◆ **Requirements**
Extract each line of the material below that contains the string "hand". The match is case-sensitive.
──────────
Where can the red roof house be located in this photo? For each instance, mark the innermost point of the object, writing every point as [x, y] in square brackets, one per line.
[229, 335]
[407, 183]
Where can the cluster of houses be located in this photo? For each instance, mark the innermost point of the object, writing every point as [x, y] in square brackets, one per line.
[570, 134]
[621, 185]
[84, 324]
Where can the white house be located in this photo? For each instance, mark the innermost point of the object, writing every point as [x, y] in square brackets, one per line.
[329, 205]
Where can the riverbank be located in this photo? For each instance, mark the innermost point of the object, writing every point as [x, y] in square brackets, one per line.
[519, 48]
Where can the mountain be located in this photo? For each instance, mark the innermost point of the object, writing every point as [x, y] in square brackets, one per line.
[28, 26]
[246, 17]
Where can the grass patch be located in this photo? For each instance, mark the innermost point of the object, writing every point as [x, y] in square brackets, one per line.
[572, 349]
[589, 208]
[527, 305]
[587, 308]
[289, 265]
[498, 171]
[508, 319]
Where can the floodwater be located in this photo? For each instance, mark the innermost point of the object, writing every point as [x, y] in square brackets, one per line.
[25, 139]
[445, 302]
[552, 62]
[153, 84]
──────────
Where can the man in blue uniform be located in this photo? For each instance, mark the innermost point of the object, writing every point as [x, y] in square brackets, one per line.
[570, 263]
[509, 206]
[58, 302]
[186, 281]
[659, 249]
──────────
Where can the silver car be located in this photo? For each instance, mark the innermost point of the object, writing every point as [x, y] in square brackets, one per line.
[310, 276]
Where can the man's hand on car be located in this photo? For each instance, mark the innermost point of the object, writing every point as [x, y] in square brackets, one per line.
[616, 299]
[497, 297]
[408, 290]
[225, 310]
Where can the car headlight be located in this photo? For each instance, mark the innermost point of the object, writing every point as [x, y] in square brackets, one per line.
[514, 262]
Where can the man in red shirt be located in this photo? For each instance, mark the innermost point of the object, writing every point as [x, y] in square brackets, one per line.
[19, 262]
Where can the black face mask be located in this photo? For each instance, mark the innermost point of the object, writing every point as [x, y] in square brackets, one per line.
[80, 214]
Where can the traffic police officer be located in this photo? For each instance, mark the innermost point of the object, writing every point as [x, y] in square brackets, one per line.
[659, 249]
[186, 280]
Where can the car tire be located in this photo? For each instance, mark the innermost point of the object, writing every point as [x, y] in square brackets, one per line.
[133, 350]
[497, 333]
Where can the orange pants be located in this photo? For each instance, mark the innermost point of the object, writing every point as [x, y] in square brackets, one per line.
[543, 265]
──────────
◆ **Correct response**
Where can the man's hand on car be located in this photo? For each instance, mark the innermost point of the object, writing every point as [x, y] in square brackets, one per line.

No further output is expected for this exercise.